--- Data ---

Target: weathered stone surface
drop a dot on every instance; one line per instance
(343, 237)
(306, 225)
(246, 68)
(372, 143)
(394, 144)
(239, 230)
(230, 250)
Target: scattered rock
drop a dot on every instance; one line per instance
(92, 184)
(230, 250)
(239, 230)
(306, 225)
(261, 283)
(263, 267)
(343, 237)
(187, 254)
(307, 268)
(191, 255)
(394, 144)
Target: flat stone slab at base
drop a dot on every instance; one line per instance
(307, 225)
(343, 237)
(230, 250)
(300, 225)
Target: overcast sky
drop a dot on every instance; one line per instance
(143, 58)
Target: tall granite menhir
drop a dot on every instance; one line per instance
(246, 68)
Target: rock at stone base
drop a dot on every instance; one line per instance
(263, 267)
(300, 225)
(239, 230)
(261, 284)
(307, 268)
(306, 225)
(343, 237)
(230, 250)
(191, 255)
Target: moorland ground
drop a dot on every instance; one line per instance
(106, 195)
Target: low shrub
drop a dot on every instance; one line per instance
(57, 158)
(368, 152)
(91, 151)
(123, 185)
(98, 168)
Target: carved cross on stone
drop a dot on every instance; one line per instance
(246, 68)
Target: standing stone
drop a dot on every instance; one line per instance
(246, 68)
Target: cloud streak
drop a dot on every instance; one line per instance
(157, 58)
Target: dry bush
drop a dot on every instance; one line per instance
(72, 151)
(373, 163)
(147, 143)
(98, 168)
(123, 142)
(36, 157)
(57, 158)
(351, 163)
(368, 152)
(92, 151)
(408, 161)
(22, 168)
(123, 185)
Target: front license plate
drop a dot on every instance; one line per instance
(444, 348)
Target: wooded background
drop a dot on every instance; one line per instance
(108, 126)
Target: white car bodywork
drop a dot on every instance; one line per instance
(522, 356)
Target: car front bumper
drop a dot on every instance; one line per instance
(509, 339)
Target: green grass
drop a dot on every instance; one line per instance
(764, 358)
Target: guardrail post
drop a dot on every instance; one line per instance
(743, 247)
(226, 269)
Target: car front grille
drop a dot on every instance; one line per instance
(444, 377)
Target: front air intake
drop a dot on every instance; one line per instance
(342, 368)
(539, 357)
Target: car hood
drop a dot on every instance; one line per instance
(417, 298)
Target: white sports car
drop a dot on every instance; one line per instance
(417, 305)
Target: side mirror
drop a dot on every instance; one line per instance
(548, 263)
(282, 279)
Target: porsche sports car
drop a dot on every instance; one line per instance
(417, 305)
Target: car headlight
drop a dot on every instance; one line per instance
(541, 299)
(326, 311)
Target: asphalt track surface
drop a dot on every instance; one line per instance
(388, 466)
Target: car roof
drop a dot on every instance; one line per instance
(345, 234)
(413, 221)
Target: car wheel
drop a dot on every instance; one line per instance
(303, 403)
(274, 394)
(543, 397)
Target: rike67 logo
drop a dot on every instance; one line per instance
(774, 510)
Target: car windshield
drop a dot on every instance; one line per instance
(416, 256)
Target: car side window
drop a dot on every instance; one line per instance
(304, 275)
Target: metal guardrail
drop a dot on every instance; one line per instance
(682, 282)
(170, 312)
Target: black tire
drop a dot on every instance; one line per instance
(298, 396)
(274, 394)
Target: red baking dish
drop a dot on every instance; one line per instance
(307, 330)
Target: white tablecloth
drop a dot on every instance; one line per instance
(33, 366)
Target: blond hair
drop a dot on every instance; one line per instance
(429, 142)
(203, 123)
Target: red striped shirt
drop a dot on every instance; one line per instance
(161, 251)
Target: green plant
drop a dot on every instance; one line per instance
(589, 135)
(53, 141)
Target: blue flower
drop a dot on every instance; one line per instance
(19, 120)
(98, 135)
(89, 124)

---

> _Exercise_
From the entries, copy every line in which the word "white" occurs.

> _The completed task_
Target: white car bodywork
Target: white sports car
Target: white tablecloth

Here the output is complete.